◆ Task A
Please copy everything in the account of Gomá from "His traditional Catholic" down to "in daily life.", swapping "Archbishop of Toledo" for "Primate of Toledo".
◆ Task B
Decide whether each statement agrees with the account of Gomá, and back each yes or no with the deciding words quoted from it: (i) Pius XI appointed Gomá bishop of Tarazona. (ii) In the Spanish Civil War, Gomá sided with the Republicans. (iii) Gomá died before the conclave of 1939.

◆ Source passage
Gomá was appointed as bishop of Tarazona on 20 June 1927 by Pius XI, who was the head of the Catholic Church from 1922 to 1939 and highlighted the importance of social justice. After spending some years in Tarazona, Gomá was appointed as apostolic administrator of Tudela from December 1927 to June 1933. He played a very important role in guiding ministry even during a time of stress and change as Spain, which faced political instability. He was promoted to the metropolitan and primatial see of Toledo on 12 April 1933. He became the most powerful priest in the country and the spiritual leader of the Catholic population.

His traditional Catholic values were at the forefront of his leadership. Gomá strongly oppsed any non-religious beliefs. During his time as Archbishop of Toledo, he strove to promote Catholic beliefs across the country. He gave his best efforts to increase religion despite the Spanish Republic's reforms, especially those that tried to limit the influence of the church in daily life.

==Cardinalate==
Gomá was created Cardinal-Priest of San Pietro in Montorio in the consistory of 16 December 1935 by Pius XI. Gomá participated in the conclave of 1939, which elected Pope Pius XII. Gomá died on 9 April 1940.

However, Spain then underwent much commotion because of the Spanish Civil War, which greatly stressed Gomá, who was in charge of protecting his diocese. During the war, which broke out on July 17, 1936, between the left-wing Republicans and the right-wing Nationalists, led by Francisco Franco and his National Movement, Gomá firmly sided with the Nationalist faction. His beliefs were religious but also deeply political. He supported Franco's vision for Spain, which included the establishment of a nationalist, Catholic and traditionalist state that would uphold the teachings of the Church and suppress any ideologies that threatened the established social order. That vision aligned with Gomá's belief that Spain should remain a confessional state, where Catholicism would be the state religion, with any deviation from it being suppressed. Gomá became "an intermediary between the Nationalist government, the Vatican, and the Spanish clergy and bishops, among others."

(Collected data)
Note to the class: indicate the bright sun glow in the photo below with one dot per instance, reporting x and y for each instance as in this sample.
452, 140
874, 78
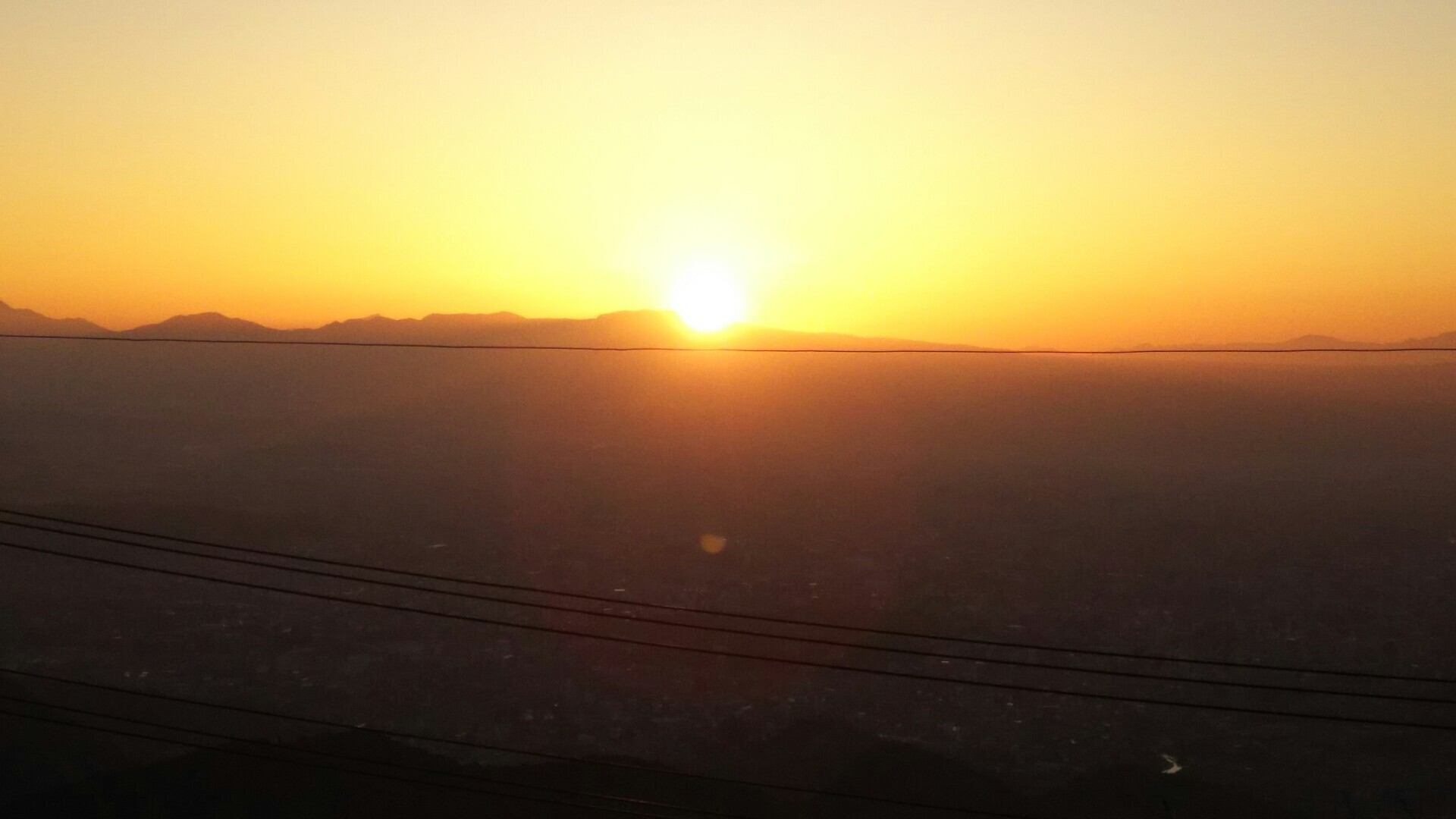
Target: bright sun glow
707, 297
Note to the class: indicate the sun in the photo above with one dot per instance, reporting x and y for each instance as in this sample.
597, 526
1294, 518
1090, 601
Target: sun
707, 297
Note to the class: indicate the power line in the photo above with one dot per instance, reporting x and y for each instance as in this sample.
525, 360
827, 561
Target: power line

◆ Your response A
His traditional Catholic values were at the forefront of his leadership. Gomá strongly oppsed any non-religious beliefs. During his time as Primate of Toledo, he strove to promote Catholic beliefs across the country. He gave his best efforts to increase religion despite the Spanish Republic's reforms, especially those that tried to limit the influence of the church in daily life.

◆ Your response B
(i) Yes: "Gomá was appointed as bishop of Tarazona on 20 June 1927 by Pius XI"
(ii) No: "Gomá firmly sided with the Nationalist faction."
(iii) No: "Gomá participated in the conclave of 1939, which elected Pope Pius XII. Gomá died on 9 April 1940."